> _Challenge_
Could you give these items again with "Mark the region" replaced by "Outline the area" everywhere it occurs, changing nothing else?

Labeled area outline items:
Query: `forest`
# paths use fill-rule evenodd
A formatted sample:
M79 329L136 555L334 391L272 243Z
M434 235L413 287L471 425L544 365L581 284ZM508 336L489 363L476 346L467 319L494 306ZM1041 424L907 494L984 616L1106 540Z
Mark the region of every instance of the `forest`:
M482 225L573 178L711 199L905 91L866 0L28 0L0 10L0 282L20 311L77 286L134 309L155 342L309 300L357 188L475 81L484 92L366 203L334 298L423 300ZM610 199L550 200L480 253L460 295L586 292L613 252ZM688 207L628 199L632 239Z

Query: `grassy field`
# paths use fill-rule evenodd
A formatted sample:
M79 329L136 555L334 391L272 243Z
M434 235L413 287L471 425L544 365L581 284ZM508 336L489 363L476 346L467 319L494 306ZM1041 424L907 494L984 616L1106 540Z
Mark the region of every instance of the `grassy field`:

> _Answer to the task_
Query: `forest`
# paths use fill-rule evenodd
A formatted sample:
M79 329L136 555L334 391L272 243Z
M434 235L413 287L471 425L544 365L581 284ZM508 336L489 363L476 346L467 319L494 306ZM1041 424L907 494L984 616L1106 540Z
Outline the area of every instance of the `forest`:
M482 225L573 178L711 199L905 91L866 0L28 0L0 10L0 282L20 311L77 286L134 309L155 342L309 300L357 188L475 81L484 92L366 203L334 298L423 300ZM610 199L550 200L480 253L460 295L586 292L613 252ZM688 207L628 199L632 239Z

Query: `grassy field`
# paths use fill-rule evenodd
A formatted sample:
M79 329L136 555L334 391L272 243Z
M434 235L413 287L471 425L544 365L581 284ZM508 336L489 363L476 346L467 319L494 306ZM1041 424L907 494L984 616L1106 540Z
Outline the area of every instance of the `grassy field`:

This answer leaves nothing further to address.